-------- RECORDS SUPPLIED

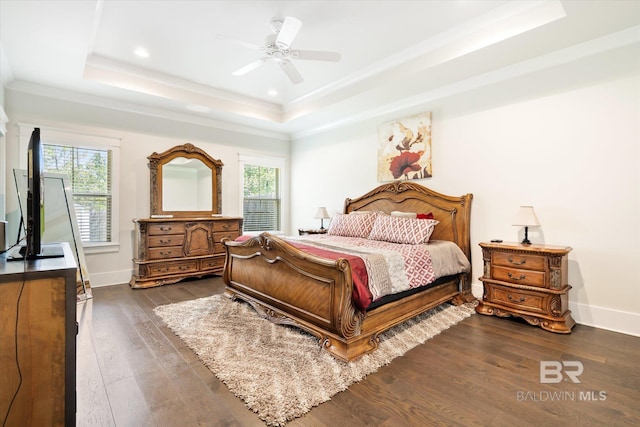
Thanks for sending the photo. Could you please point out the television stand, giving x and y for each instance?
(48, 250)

----------------
-------- RECORDS SUPPLIED

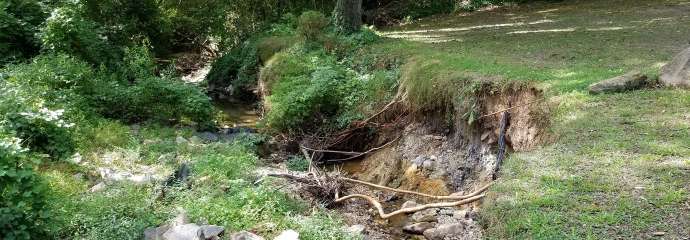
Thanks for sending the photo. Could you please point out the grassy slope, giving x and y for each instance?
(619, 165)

----------------
-------- RECORDS SUPPLIED

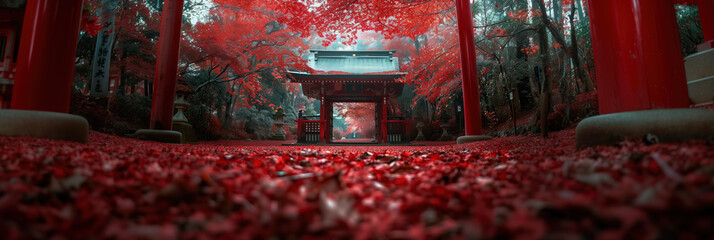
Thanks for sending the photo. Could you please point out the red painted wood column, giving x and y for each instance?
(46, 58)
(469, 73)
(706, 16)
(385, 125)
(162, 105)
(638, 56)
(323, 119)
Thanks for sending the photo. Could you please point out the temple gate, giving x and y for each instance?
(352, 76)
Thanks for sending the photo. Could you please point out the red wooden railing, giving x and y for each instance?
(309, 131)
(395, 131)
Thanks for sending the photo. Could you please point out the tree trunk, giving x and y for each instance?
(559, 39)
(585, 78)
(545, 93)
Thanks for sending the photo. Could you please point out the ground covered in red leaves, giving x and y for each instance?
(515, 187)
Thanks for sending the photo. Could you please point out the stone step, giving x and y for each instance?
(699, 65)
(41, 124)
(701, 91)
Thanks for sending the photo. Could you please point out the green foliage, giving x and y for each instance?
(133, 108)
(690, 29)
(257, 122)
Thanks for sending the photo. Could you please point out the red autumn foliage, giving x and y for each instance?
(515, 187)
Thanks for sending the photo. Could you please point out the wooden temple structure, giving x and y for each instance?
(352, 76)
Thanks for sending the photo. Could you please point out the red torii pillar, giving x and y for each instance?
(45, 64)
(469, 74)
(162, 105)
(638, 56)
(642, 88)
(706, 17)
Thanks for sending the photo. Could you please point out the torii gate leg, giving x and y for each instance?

----------------

YOUR TASK:
Identify every line above that contains the word "wooden", and copy each such line in full.

EXERCISE OUTPUT:
Thanks for sending the photo. Could you please point out the red wooden railing, giving x and y for each instance?
Thanks for sending the photo. Could you please point out the wooden temple structure, giving x and y for each instance?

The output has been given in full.